::: Materials provided

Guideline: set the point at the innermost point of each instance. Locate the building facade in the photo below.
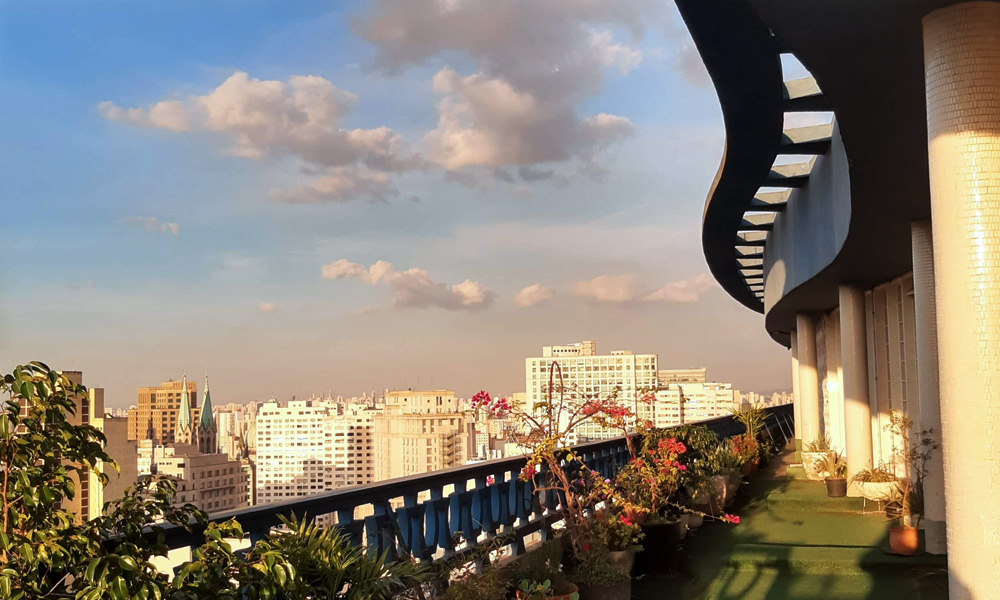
(419, 432)
(579, 370)
(212, 482)
(157, 409)
(685, 396)
(875, 258)
(306, 447)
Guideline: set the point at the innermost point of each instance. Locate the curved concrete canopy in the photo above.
(867, 57)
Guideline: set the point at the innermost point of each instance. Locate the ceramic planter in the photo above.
(622, 559)
(616, 591)
(560, 591)
(878, 491)
(904, 540)
(811, 462)
(836, 488)
(660, 548)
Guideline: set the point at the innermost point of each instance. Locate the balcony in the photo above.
(792, 542)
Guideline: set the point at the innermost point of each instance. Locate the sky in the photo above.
(312, 197)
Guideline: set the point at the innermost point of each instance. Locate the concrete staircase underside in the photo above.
(795, 543)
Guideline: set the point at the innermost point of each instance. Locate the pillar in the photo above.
(929, 418)
(854, 357)
(962, 75)
(812, 409)
(796, 399)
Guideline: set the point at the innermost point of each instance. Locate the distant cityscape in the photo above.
(230, 456)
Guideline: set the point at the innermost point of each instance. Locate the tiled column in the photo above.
(796, 399)
(962, 70)
(811, 410)
(854, 356)
(927, 382)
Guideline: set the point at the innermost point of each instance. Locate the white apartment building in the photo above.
(421, 431)
(685, 396)
(591, 375)
(306, 447)
(212, 482)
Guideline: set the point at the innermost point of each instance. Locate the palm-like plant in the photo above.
(329, 566)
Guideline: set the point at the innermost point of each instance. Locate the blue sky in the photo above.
(137, 246)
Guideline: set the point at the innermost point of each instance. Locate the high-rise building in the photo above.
(124, 452)
(157, 410)
(685, 396)
(305, 447)
(419, 432)
(89, 498)
(586, 374)
(212, 482)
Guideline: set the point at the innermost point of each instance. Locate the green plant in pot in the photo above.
(834, 467)
(914, 451)
(814, 453)
(878, 484)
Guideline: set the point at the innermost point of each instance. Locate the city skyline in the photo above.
(295, 256)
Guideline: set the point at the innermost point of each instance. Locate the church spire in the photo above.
(207, 420)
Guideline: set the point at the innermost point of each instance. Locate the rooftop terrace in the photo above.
(795, 543)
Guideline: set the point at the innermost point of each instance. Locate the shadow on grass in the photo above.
(709, 569)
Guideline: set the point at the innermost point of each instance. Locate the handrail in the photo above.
(425, 528)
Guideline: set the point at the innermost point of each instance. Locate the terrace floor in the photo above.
(795, 543)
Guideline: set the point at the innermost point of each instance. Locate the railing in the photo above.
(422, 515)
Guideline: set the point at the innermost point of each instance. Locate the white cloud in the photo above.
(414, 287)
(342, 184)
(299, 118)
(536, 63)
(610, 288)
(533, 295)
(627, 288)
(166, 114)
(152, 224)
(686, 290)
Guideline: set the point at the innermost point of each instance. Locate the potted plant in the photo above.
(529, 589)
(814, 454)
(904, 536)
(878, 484)
(596, 577)
(621, 534)
(835, 468)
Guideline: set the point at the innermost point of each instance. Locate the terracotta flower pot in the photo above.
(616, 591)
(904, 540)
(836, 488)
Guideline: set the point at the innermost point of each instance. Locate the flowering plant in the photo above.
(649, 483)
(547, 429)
(617, 529)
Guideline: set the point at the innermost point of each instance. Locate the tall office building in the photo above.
(157, 409)
(419, 432)
(685, 396)
(212, 482)
(591, 375)
(305, 447)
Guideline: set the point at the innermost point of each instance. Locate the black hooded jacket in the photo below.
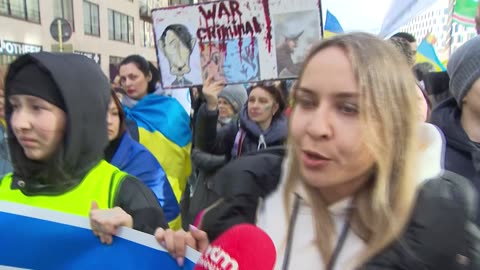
(86, 94)
(462, 156)
(222, 141)
(239, 186)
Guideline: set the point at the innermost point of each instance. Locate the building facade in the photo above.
(435, 20)
(104, 30)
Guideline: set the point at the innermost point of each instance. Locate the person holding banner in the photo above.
(55, 106)
(163, 124)
(133, 158)
(362, 185)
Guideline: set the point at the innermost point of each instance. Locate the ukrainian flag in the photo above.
(332, 26)
(164, 129)
(426, 53)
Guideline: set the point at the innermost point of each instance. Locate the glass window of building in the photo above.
(91, 23)
(64, 9)
(120, 27)
(22, 9)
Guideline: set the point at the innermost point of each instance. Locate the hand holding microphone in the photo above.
(175, 242)
(243, 246)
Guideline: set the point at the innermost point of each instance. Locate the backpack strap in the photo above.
(238, 143)
(465, 193)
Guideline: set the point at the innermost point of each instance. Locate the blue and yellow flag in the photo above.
(426, 54)
(164, 129)
(332, 26)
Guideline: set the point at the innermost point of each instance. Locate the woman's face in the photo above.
(134, 81)
(225, 109)
(38, 125)
(326, 129)
(113, 121)
(261, 106)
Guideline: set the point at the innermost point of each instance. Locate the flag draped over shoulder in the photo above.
(426, 54)
(464, 12)
(164, 129)
(332, 26)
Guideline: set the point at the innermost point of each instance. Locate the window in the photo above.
(120, 27)
(23, 9)
(148, 39)
(91, 19)
(64, 9)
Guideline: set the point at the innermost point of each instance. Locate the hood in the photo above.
(86, 94)
(447, 117)
(277, 131)
(253, 174)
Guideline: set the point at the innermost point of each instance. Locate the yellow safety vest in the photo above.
(100, 185)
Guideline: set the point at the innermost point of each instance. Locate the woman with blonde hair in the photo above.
(353, 193)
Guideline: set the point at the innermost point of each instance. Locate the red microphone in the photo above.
(241, 247)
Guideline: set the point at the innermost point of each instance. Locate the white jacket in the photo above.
(304, 254)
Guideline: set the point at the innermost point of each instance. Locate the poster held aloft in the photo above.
(236, 41)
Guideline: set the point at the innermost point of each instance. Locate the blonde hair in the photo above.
(388, 112)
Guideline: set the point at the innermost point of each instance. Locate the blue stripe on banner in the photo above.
(30, 242)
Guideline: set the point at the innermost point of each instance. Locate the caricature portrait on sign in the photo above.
(177, 44)
(234, 41)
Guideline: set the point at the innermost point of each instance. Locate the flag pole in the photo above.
(451, 8)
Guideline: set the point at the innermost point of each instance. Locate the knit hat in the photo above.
(236, 95)
(464, 69)
(34, 81)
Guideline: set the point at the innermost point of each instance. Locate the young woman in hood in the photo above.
(55, 107)
(163, 124)
(133, 158)
(347, 198)
(261, 124)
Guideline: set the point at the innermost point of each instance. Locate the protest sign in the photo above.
(236, 41)
(35, 238)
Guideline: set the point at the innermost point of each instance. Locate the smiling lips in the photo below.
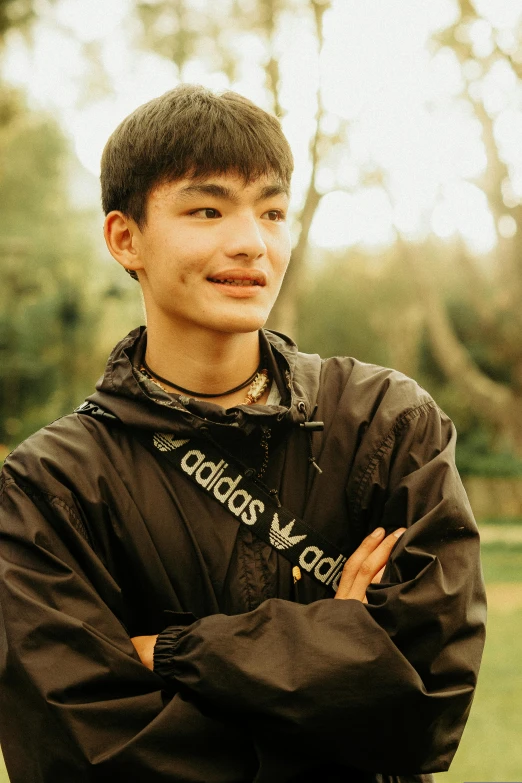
(235, 281)
(240, 278)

::::::

Instructions for the task: Print the records above exactly as they stand, but leave out the pictures.

Complete output:
Guideline: set the point at the innermost point of each instance. Locate the building facade in the photo below.
(419, 432)
(579, 370)
(212, 482)
(157, 409)
(685, 396)
(875, 258)
(306, 447)
Guideline: set the point at the innermost point of each instance. Locate the curved concrete canopy in the photo above.
(867, 57)
Guideline: set the point at the innermost point of each instance. Locate the ceramic planter in the photo above.
(622, 559)
(616, 591)
(560, 591)
(878, 491)
(904, 540)
(811, 462)
(836, 488)
(660, 548)
Guideline: set the point at the innermost point of each instance. Locate the balcony in the photo above.
(792, 542)
Guideline: set the point at the innermost point of each instance. Locate the sky in the photo above.
(312, 197)
Guideline: set the point at the innermost point of each instance. Locate the concrete staircase underside in the photo above.
(795, 543)
Guideline: set the point at the innermost point of each instance. Locate the pillar in the photo above.
(929, 418)
(854, 357)
(962, 75)
(812, 409)
(796, 399)
Guideline: set the point at the innermost point of each instance. Locate the distant cityscape in the photo above.
(230, 456)
Guideline: set the point at the innermost point of each instance. Locate the tiled column in the photo above.
(796, 399)
(962, 70)
(811, 410)
(854, 356)
(927, 382)
Guideline: set the point at the innermost point of each instance. Locate the white apartment building in the photo above.
(421, 431)
(685, 396)
(591, 375)
(306, 447)
(212, 482)
Guideline: set the point at the innermost point of each instance. Locate the palm-like plant in the photo above.
(329, 566)
Guideline: set the point at the innermost point of each instance. Locate the blue sky in the photo above.
(137, 246)
Guideline: set the point at the innermost point of each instance. Locate the high-rise building in the photo above.
(124, 452)
(157, 410)
(685, 396)
(305, 447)
(419, 432)
(89, 498)
(586, 374)
(212, 482)
Guideline: set the point at the innermost point of each instance. Locate the green plant in pot in the photo above.
(834, 467)
(914, 451)
(814, 453)
(878, 484)
Guideline: set the point at the innermost point of each instance. Locate the city skyline in the photo above.
(295, 256)
Guideline: set the point at the innermost point of each instance. Locate the church spire in the photo above.
(207, 420)
Guideline: set the point at the innermost point of each instance. Locate the rooftop terrace in the photo above.
(795, 543)
Guideline: set the point at the innermost point of each instance. Locate the shadow on grass in the photo above.
(709, 569)
Guideline: set the point at the innermost point of each instance. Locate the handrail in the photo above.
(425, 528)
Guideline: set the point at the innermost point of each instance. Locate the terrace floor in the photo above.
(795, 543)
Guideline: set the point at the innermost point of each instance. Locate the railing in the photo above.
(422, 515)
Guideline: set the point at the innermost point of each instance. Locate the white cloud in the photo above.
(414, 287)
(342, 184)
(299, 118)
(536, 63)
(610, 288)
(533, 295)
(627, 288)
(166, 114)
(152, 224)
(686, 290)
Guideline: set the point at the innermost point of each instance. Locate the potted plant in the photo above.
(529, 589)
(814, 454)
(904, 536)
(878, 484)
(596, 577)
(621, 534)
(835, 468)
Guideline: set the point at the innermost point of each instance. Locate the terracotta flower pot in the photo above.
(616, 591)
(904, 540)
(836, 488)
Guideline: set the point at the innermost point of each instance. Locate the flowering plant in the photo above.
(649, 483)
(547, 429)
(617, 529)
Guideline: set the point at the innermost point of each instance. Locate the tall office building in the photo above.
(157, 409)
(419, 432)
(685, 396)
(212, 482)
(591, 375)
(305, 447)
Guideline: set the point at the innermost point of each instance. Locate the black hooded jacket in the photo below.
(86, 94)
(462, 156)
(222, 141)
(239, 186)
Guideline: set the point at the innermost point of each instance. Locate the building facade in the photo above.
(435, 20)
(104, 30)
Guideline: set the point at the innermost point of each instance. Locate the person holding banner in the photo above.
(55, 106)
(163, 124)
(133, 158)
(362, 185)
Guideline: set the point at the innermost point of each instance. Locate the ukrainian flag in the photo above.
(332, 26)
(164, 129)
(426, 53)
Guideline: set the point at the innermost point of each instance. Locate the glass window of building in the photo above.
(91, 23)
(64, 9)
(120, 27)
(22, 9)
Guideline: set the point at the innermost point of each instance. Locate the hand holding microphone in the photo above.
(175, 242)
(243, 246)
Guideline: set the point at the innermost point of each instance. Locate the backpack strap in the photo above.
(238, 143)
(465, 193)
Guideline: set the point at the innermost point of each instance. Locate the blue and yellow flag in the photo above.
(426, 54)
(164, 129)
(332, 26)
Guideline: set the point at the innermost point of each instance. Locate the woman's face in the photo above.
(134, 81)
(225, 109)
(38, 125)
(326, 129)
(113, 121)
(261, 106)
Guideline: set the point at the innermost point of each instance. Locate the flag draped over shoulder in the photo above.
(426, 54)
(464, 12)
(164, 129)
(332, 26)
Guideline: set the point at the innermost point of each instance. Locate the window in the photo above.
(120, 27)
(23, 9)
(148, 39)
(91, 19)
(64, 9)
Guideline: set the point at the innermost point of each instance. Locate the hood in the photo above.
(86, 94)
(447, 117)
(277, 131)
(253, 174)
Guideline: set the point at the innermost point of each instance. Locate the yellow safety vest in the photo above.
(100, 185)
Guideline: set the point at the innermost point of each instance. Locate the woman with blonde hair in the photo above.
(353, 193)
Guideline: set the point at the innermost point of each instance. Locate the red microphone in the photo above.
(241, 247)
Guideline: set the point at the innermost point of each instance. Locate the white jacket in the photo above.
(304, 254)
Guideline: set the point at the innermost point of each instance. Locate the poster held aloft in the photo above.
(236, 41)
Guideline: set the point at the innermost point of each instance. Locate the blonde hair in the photo above.
(388, 112)
Guideline: set the point at the innermost point of each instance. Locate the blue stripe on banner in the photo above.
(30, 242)
Guideline: set the point at the innermost point of each instance. Locate the caricature portrait on sign in the photo above.
(177, 44)
(234, 41)
Guideline: set the point at the innermost point of each instance. Locate the flag pole in the photo above.
(451, 8)
Guideline: set the point at the innermost point of each instance. Locate the knit hat in the photo above.
(236, 95)
(464, 69)
(34, 81)
Guideline: set the point at the innermost point of each instance. Locate the young woman in hood in the photo above.
(55, 107)
(163, 124)
(133, 158)
(347, 198)
(261, 124)
Guideline: set the point at the innermost point of each instance. Locate the protest sign in the photo above.
(236, 41)
(35, 238)
Guideline: set the point at the innermost point of each instance. Locate the smiling lips in the photo below.
(235, 281)
(240, 278)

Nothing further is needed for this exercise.